(Source records)

-.-.-

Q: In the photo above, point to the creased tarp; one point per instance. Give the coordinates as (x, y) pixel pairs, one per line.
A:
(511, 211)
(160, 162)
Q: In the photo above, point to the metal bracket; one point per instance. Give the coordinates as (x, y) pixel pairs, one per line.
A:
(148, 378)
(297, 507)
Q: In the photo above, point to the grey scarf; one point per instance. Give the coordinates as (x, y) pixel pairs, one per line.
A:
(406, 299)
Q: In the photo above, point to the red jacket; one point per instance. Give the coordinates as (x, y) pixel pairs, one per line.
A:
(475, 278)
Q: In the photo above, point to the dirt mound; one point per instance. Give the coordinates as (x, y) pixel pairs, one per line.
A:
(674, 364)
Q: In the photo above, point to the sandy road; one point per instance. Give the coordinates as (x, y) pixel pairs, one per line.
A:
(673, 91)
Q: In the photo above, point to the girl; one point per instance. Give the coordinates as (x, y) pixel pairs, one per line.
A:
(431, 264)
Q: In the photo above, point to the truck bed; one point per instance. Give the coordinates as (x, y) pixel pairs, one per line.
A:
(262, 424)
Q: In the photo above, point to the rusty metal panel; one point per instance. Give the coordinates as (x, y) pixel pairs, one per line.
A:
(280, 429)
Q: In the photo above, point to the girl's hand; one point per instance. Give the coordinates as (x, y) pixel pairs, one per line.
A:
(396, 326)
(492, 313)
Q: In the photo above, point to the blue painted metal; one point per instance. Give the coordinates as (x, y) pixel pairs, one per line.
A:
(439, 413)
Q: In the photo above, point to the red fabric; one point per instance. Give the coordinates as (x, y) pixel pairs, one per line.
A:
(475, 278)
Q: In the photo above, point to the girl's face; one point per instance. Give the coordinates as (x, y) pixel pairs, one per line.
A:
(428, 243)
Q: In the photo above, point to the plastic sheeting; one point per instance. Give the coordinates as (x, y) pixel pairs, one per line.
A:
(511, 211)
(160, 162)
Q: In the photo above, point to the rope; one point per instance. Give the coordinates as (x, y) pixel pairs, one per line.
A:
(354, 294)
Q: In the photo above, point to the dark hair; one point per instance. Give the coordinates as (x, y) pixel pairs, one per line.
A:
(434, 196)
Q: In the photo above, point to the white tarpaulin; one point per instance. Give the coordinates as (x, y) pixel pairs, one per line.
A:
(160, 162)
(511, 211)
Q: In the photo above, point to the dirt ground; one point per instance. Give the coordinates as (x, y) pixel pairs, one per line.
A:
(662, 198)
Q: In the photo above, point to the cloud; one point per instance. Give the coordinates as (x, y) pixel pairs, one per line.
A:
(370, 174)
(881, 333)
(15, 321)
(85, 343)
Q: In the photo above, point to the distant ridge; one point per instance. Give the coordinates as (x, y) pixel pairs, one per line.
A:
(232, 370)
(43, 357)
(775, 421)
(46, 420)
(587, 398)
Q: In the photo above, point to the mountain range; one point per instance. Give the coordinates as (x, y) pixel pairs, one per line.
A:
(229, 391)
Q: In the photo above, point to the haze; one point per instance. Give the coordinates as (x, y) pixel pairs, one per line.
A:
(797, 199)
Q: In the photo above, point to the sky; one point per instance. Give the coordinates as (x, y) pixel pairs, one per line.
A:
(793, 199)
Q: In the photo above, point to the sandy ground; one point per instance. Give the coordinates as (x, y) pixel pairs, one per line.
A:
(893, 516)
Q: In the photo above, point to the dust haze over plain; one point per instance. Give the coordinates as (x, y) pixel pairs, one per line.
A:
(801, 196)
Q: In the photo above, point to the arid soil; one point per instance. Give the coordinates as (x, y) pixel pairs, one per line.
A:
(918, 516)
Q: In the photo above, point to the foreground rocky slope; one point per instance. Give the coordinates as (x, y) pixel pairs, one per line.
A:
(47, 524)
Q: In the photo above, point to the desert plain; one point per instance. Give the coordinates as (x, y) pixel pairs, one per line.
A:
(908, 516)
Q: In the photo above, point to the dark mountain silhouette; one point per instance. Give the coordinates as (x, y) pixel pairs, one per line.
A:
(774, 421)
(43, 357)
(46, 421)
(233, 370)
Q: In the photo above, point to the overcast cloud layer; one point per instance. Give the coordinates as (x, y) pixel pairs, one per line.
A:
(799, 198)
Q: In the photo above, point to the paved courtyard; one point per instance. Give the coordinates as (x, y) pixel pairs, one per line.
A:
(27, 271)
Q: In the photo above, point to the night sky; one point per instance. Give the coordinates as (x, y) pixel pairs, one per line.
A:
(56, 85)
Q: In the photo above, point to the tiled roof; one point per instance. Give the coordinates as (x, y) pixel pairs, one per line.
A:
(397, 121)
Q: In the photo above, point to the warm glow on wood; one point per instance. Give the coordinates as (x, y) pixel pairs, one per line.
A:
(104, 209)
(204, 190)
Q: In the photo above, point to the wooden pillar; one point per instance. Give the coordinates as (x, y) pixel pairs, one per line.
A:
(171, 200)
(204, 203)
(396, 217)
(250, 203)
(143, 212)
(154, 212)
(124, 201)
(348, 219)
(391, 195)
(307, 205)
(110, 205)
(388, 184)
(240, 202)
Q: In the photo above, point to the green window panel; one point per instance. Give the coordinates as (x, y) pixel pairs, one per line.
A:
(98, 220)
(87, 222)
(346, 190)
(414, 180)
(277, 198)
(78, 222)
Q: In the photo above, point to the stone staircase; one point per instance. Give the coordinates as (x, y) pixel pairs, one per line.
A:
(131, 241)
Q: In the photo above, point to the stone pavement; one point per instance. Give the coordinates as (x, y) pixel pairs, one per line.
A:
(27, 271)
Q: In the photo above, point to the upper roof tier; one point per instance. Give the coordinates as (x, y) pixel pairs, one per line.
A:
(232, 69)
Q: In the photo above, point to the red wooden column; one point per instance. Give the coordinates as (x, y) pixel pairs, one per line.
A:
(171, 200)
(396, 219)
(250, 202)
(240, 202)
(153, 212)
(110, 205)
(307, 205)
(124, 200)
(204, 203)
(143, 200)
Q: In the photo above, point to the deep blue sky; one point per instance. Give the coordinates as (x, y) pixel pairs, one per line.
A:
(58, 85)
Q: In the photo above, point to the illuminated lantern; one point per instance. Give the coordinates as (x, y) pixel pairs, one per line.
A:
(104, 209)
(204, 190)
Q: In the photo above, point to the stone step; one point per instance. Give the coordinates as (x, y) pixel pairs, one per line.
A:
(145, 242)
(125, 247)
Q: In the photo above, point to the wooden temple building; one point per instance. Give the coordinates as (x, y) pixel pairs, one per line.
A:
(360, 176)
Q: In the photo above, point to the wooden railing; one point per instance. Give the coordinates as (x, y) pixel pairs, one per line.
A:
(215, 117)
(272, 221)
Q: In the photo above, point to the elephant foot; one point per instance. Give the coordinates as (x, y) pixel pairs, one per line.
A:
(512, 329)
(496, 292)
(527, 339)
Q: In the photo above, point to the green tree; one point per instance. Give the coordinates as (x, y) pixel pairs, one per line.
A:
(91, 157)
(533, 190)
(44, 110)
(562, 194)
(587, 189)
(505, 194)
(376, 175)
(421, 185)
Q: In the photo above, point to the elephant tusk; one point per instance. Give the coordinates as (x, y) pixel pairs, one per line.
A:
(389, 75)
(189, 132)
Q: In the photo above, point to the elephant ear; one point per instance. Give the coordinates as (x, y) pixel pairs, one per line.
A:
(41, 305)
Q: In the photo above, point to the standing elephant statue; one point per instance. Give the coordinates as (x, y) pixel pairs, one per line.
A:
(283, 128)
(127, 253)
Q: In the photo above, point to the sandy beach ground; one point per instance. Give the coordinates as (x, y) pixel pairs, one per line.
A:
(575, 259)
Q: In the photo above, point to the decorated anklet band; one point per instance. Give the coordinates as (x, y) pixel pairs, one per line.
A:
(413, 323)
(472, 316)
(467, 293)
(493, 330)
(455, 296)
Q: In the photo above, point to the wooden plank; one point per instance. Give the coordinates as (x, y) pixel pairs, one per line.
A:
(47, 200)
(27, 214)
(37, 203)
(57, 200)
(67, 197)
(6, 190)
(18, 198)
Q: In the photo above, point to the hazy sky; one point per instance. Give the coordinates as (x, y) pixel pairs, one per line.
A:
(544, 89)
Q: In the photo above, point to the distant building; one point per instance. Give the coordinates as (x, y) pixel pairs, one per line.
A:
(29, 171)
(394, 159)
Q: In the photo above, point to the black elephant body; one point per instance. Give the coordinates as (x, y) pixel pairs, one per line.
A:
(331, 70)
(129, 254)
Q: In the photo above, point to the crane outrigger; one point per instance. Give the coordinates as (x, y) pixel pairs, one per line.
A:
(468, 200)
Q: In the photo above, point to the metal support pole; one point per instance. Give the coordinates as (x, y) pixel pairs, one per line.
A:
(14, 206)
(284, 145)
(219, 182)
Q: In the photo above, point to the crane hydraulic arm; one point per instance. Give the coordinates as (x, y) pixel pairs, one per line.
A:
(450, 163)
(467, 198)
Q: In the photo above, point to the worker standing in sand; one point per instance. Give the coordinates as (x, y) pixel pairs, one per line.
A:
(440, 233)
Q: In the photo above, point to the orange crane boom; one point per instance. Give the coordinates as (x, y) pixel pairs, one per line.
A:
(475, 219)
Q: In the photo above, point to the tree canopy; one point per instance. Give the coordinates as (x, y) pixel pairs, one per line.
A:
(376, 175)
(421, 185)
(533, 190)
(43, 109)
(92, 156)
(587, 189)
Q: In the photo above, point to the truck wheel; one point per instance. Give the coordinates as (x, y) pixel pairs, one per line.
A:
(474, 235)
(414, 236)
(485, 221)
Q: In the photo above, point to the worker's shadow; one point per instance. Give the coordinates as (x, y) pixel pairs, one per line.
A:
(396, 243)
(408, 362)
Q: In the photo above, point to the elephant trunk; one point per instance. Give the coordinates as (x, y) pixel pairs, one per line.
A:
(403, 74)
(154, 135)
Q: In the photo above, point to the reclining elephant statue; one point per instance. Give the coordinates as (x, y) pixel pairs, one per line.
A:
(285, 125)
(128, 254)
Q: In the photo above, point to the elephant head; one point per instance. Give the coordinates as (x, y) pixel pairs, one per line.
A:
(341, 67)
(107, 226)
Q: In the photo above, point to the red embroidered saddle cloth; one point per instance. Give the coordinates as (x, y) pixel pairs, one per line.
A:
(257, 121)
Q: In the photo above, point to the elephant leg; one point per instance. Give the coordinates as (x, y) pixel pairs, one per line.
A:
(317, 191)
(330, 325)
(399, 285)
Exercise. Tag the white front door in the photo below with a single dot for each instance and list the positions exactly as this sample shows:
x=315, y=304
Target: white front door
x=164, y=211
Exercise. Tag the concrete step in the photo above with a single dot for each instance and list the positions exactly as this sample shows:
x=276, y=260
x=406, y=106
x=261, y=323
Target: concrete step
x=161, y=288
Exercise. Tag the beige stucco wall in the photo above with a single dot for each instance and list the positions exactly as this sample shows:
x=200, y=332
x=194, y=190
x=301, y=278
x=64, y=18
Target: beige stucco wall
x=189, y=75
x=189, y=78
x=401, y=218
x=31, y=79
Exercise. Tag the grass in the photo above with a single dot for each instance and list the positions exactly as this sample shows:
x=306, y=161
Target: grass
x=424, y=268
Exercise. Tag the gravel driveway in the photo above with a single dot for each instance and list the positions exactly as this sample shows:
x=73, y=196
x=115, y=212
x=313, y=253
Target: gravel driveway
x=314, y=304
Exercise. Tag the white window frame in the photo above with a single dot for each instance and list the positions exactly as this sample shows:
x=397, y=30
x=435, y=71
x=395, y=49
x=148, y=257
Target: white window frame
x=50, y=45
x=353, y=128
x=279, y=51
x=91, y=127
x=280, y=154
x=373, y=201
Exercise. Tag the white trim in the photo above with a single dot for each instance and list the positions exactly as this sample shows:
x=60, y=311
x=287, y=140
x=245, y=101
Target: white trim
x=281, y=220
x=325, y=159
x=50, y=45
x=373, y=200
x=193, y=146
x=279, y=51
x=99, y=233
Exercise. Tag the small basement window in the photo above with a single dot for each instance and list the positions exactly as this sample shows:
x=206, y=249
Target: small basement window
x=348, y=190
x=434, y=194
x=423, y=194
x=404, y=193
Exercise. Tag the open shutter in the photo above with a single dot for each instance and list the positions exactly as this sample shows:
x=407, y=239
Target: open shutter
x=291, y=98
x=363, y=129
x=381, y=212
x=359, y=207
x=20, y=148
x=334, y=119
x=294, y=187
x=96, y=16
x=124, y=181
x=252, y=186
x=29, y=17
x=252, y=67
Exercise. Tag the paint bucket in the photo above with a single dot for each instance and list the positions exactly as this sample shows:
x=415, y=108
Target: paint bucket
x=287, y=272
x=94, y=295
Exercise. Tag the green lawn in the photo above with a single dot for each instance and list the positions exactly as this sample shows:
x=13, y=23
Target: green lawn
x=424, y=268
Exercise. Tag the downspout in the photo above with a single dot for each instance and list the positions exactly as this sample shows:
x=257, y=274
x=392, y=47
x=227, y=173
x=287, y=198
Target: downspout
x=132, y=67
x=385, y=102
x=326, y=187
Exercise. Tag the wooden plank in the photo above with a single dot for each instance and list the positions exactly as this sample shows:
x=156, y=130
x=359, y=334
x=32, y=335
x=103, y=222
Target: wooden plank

-.-.-

§ Directions for this task
Format the lines of the items above as a Markdown table with the columns Row and Line, starting at the line that contains "Q: In the photo above, point to the red embroidered" and ending at the line that contains "x=404, y=193". Number each row and leave out blank lines.

§ In response
| Row | Line |
|---|---|
| 1 | Q: In the photo above, point to the red embroidered saddle cloth; one point per instance. Give the coordinates as (x, y) pixel pairs, one per line. |
| 2 | A: |
| 3 | (257, 121) |
| 4 | Q: In the photo above, point to the elephant leg; one point per instance. Give the coordinates as (x, y) pixel pairs, one per line. |
| 5 | A: |
| 6 | (317, 191) |
| 7 | (330, 325) |
| 8 | (399, 285) |
| 9 | Exercise. Tag the white front door in the photo below with a single dot for each instance and list the positions exactly as this sample shows: |
| 10 | x=315, y=304 |
| 11 | Target: white front door |
| 12 | x=164, y=211 |
| 13 | Exercise. Tag the concrete step in the photo above with a single dot for each instance and list the positions exactly as this sample shows: |
| 14 | x=276, y=260 |
| 15 | x=406, y=106 |
| 16 | x=261, y=323 |
| 17 | Target: concrete step |
| 18 | x=161, y=288 |
| 19 | Exercise. Tag the beige stucco wall in the photo above with a single dot for each instance and list the positions exactly as this sample shows: |
| 20 | x=200, y=332 |
| 21 | x=194, y=190 |
| 22 | x=301, y=278 |
| 23 | x=64, y=18 |
| 24 | Target: beige stucco wall |
| 25 | x=189, y=75 |
| 26 | x=189, y=78 |
| 27 | x=401, y=218 |
| 28 | x=31, y=79 |
| 29 | Exercise. Tag the grass in the photo above with a single dot for each instance and list the positions exactly as this sample shows: |
| 30 | x=306, y=161 |
| 31 | Target: grass |
| 32 | x=424, y=268 |
| 33 | Exercise. Tag the gravel driveway in the photo above with a single dot for each instance and list the positions exactly as this sample shows: |
| 34 | x=73, y=196 |
| 35 | x=115, y=212 |
| 36 | x=313, y=253 |
| 37 | Target: gravel driveway |
| 38 | x=314, y=304 |
| 39 | Exercise. Tag the white window frame in the photo above with a single dot for each instance and list the positions exactly as this sample shows: |
| 40 | x=397, y=30 |
| 41 | x=435, y=71 |
| 42 | x=395, y=49 |
| 43 | x=148, y=257 |
| 44 | Target: white window frame |
| 45 | x=50, y=45 |
| 46 | x=353, y=128 |
| 47 | x=279, y=51 |
| 48 | x=91, y=127 |
| 49 | x=280, y=154 |
| 50 | x=373, y=201 |
| 51 | Exercise. Tag the white trim in the photo above with a single dot for each instance and list the positions exactly as this sample shows: |
| 52 | x=60, y=311 |
| 53 | x=287, y=140 |
| 54 | x=245, y=101 |
| 55 | Target: white trim |
| 56 | x=281, y=220 |
| 57 | x=325, y=159 |
| 58 | x=50, y=45 |
| 59 | x=373, y=200 |
| 60 | x=193, y=146 |
| 61 | x=279, y=51 |
| 62 | x=99, y=233 |
| 63 | Exercise. Tag the small basement window in the photo above with a single dot for each instance and list the positions exactly as this sample shows: |
| 64 | x=206, y=249 |
| 65 | Target: small basement window |
| 66 | x=348, y=190 |
| 67 | x=434, y=194 |
| 68 | x=423, y=194 |
| 69 | x=404, y=193 |